▶ _ATTIVITÀ_:
a – Rispondi a queste domande sul testo che parla di ipotiroidismo:
(i) Con quale analisi del sangue si fa la diagnosi precoce?
(ii) Quale farmaco si usa per curare l'ipotiroidismo?
(iii) Quale farmaco è il più prescritto al mondo?
b – Ripeti parola per parola il brano del testo sull'ipotiroidismo che va da "Nel giovane, l’ipotiroidismo" giù fino a "controllo il colesterolo.".

▶ _TESTO ESTRATTO_:
Nel giovane, l’ipotiroidismo può essere invece causa anche di una ridotta crescita o di difetti di apprendimento», spiega Luca Persani, professore ordinario di Endocrinologia al Dipartimento di Biotecnologie Mediche e Medicina Traslazionale dell’Università di Milano e primario di Endocrinologia all’Istituto Auxologico Italiano, a margine del 14esimo congresso dell’Ait, l’Associazione italiana della tiroide. La diagnosi precoce passa attraverso una semplice analisi del sangue con il dosaggio dell’ormone Tsh. Il trattamento dell’ipotiroidismo punta su un farmaco, la levotiroxina, che altro non è che l’ormone che manca (l’Ft4) quando si ha un ipotiroidismo. Giusto per dare una misura, è il secondo farmaco più prescritto al mondo dopo la atorvastatina, il medicinale che serve per tenere sotto controllo il colesterolo.

▶ _DATI MOSTRATI_:

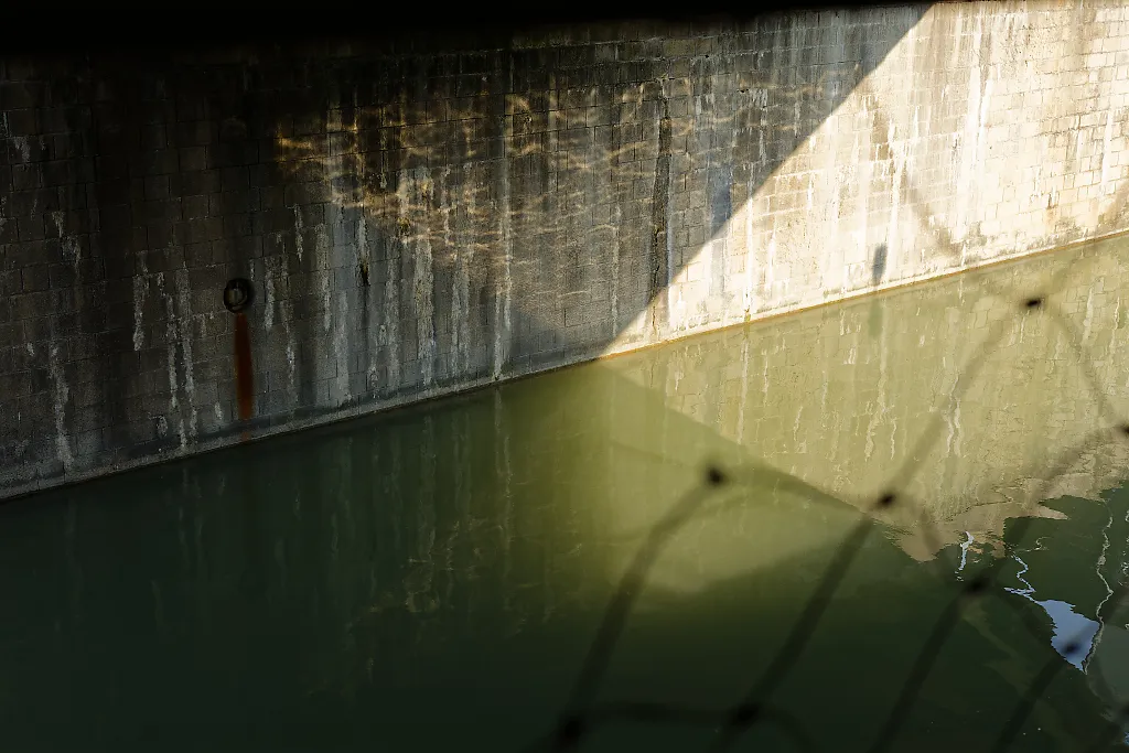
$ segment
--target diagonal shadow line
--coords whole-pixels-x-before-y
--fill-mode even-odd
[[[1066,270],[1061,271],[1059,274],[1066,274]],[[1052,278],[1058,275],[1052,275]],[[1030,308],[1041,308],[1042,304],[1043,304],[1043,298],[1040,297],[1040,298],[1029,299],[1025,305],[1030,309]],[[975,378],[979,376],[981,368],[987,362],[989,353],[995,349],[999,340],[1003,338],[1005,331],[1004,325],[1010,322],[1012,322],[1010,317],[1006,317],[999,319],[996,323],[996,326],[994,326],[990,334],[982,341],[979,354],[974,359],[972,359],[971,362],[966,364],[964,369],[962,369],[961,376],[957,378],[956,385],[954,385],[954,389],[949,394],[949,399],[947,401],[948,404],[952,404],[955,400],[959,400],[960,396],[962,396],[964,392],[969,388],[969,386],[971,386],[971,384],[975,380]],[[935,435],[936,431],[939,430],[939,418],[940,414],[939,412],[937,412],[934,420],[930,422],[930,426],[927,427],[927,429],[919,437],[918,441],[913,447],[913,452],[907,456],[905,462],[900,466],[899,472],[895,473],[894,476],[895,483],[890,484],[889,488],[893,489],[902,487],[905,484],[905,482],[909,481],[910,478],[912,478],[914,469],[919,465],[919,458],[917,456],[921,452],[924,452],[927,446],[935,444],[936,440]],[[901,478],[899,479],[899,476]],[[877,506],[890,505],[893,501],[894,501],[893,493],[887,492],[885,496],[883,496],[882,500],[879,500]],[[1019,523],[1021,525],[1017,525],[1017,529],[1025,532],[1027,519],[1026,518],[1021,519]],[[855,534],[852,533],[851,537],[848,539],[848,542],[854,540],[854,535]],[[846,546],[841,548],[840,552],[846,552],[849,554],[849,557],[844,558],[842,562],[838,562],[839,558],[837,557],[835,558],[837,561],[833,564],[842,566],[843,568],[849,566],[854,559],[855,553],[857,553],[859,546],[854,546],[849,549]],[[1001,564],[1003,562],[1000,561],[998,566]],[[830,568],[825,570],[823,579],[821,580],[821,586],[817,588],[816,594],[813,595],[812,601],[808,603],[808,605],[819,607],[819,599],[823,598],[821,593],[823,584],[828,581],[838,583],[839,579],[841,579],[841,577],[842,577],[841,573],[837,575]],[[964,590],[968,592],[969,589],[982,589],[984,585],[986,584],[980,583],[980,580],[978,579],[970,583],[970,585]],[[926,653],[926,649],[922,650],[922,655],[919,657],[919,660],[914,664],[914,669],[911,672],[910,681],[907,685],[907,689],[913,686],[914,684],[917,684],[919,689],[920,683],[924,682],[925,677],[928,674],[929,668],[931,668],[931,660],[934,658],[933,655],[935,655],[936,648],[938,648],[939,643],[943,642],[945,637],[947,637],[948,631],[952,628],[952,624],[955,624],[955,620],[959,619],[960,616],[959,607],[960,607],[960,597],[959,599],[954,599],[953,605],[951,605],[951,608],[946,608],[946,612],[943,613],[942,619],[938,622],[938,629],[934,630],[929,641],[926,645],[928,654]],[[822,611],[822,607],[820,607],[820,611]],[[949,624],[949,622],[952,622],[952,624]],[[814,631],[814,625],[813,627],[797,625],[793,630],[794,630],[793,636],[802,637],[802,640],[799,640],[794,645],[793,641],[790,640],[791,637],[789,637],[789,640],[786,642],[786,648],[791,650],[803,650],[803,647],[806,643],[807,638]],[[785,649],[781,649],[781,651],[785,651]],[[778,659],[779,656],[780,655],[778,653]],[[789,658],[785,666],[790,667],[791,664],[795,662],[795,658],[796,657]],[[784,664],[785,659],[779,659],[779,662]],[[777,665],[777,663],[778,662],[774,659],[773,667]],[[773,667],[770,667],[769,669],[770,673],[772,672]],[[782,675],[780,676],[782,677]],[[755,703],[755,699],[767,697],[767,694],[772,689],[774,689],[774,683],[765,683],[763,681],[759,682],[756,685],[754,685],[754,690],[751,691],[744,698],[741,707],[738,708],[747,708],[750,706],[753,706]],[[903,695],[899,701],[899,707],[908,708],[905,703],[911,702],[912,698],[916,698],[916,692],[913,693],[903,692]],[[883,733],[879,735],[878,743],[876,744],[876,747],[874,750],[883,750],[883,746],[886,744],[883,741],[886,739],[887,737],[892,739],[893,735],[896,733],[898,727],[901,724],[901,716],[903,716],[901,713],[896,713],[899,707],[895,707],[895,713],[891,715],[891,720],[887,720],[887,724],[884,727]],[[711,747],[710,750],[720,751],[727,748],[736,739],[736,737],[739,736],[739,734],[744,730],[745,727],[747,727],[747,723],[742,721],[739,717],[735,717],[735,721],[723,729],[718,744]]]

▶ _RISPOSTE PER ATTIVITÀ_:
a –
(i) Con il dosaggio dell'ormone Tsh.
(ii) La levotiroxina.
(iii) L'atorvastatina.

b –
Nel giovane, l’ipotiroidismo può essere invece causa anche di una ridotta crescita o di difetti di apprendimento», spiega Luca Persani, professore ordinario di Endocrinologia al Dipartimento di Biotecnologie Mediche e Medicina Traslazionale dell’Università di Milano e primario di Endocrinologia all’Istituto Auxologico Italiano, a margine del 14esimo congresso dell’Ait, l’Associazione italiana della tiroide. La diagnosi precoce passa attraverso una semplice analisi del sangue con il dosaggio dell’ormone Tsh. Il trattamento dell’ipotiroidismo punta su un farmaco, la levotiroxina, che altro non è che l’ormone che manca (l’Ft4) quando si ha un ipotiroidismo. Giusto per dare una misura, è il secondo farmaco più prescritto al mondo dopo la atorvastatina, il medicinale che serve per tenere sotto controllo il colesterolo.